TASK BRIEF: Please count how many lines in the entries that follow contain the string "below", with case counting, and give only that number.

SOURCE DATA:
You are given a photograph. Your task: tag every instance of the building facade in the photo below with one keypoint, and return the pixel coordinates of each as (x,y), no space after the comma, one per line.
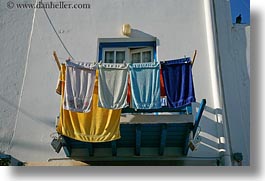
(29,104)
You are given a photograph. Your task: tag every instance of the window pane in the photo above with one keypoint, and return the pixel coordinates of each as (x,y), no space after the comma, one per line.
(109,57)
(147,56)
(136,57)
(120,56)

...

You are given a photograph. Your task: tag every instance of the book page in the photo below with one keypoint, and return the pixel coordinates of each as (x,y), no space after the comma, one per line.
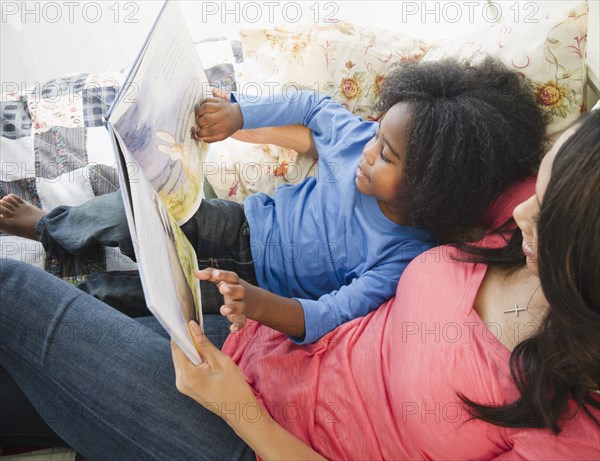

* * *

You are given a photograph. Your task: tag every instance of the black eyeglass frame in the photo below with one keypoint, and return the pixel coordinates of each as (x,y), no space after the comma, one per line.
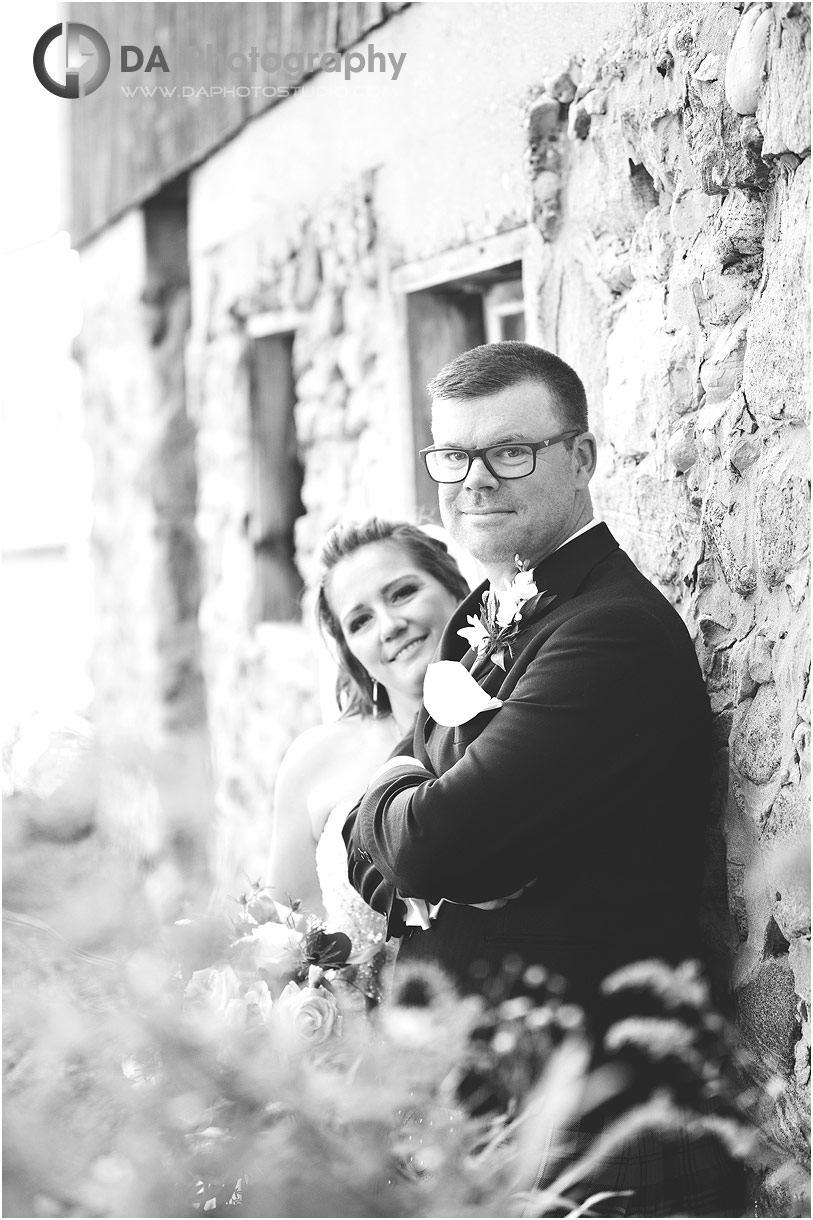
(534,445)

REPLY TO THE TASK: 3